▸ What this task involves: Copy all the items below line for line, omitting the pictures.

----- Material for this task -----

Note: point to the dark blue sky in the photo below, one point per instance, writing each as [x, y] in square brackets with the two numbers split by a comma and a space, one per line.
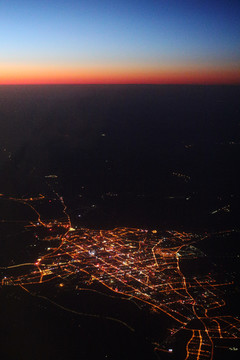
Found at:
[140, 34]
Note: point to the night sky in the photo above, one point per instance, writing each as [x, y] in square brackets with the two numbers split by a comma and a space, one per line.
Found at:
[127, 41]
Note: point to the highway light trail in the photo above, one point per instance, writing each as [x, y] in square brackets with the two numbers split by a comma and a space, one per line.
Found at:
[140, 265]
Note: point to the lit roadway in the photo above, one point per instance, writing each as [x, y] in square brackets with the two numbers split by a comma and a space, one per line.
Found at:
[143, 266]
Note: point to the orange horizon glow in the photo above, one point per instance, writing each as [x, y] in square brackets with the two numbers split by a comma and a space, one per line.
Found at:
[40, 75]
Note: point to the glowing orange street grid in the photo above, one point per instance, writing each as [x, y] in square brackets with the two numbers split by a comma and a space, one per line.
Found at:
[138, 264]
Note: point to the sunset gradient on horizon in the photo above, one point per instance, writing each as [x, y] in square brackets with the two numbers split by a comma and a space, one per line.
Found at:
[122, 42]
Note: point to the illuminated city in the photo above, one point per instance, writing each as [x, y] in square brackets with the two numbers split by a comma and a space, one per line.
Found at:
[143, 266]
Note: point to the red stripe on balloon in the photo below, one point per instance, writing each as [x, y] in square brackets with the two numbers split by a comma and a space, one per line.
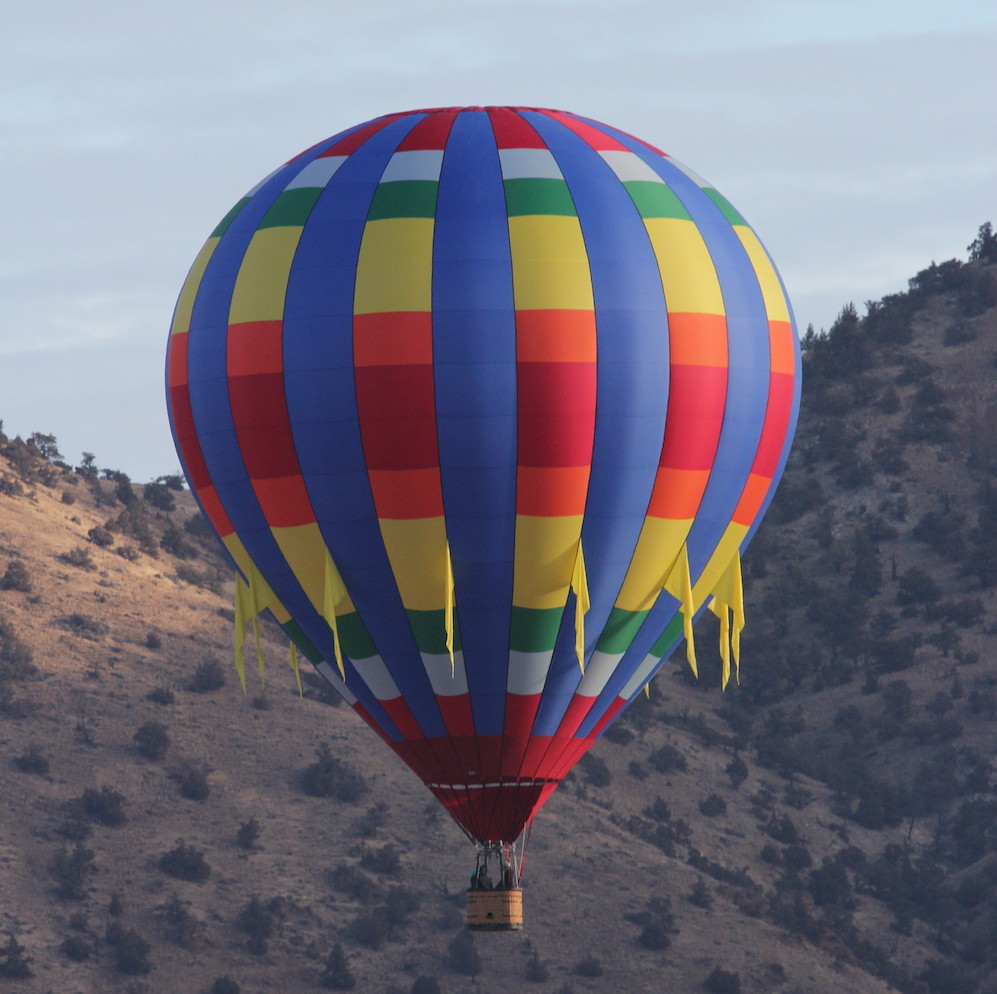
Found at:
[696, 397]
[431, 133]
[512, 131]
[556, 409]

-----

▸ Task output:
Note: point to the dark blue sky in the photo below, one point per instance, writing each as [x, y] in square brackets with the two numbers split by a comma and a space, one per line.
Found at:
[140, 34]
Note: point to the night sky in the photo above, one point per instance, writing each as [x, y] in square brackets with the two numbers split by a comma and a space, one per line.
Found at:
[127, 41]
Note: point to the highway light trail in the photo above, one point per instance, writing each as [x, y] in square brackets with the two numbers split by a comma and a space, one per line.
Found at:
[140, 265]
Note: point to the lit roadway in the photo above, one point per instance, writing each as [x, y] in square brackets with the two numbers split by a comma and a space, one per line.
Found at:
[143, 266]
Note: point to the orange horizon glow in the photo above, one point per instance, writing each as [x, y] in square brackets with the two numbers split by a comma and a space, one per line.
Found at:
[40, 75]
Note: point to the glowing orange street grid in the photo above, one point per instance, writing each as [x, y] in square brackets with the two numbers split by a comma and a space, one per line.
Found at:
[138, 264]
Note: point to the sunset gradient on horizon in the photo above, one point per instance, writing each as [x, y] in square brackets with the two numbers split by a comma and a space, one per line.
Found at:
[122, 42]
Note: point to the illuminated city in the photo above, one point per instance, writing each as [x, y] in square brackets with the two numbers split by a comma and a space, one per line.
Found at:
[143, 266]
Note: point to the red stripe on balloon in the photo below, one point per instance, writing each as [x, y] in square brackets with the two numbers split by a comma and a space, one per line.
Found at:
[696, 397]
[431, 133]
[512, 131]
[556, 409]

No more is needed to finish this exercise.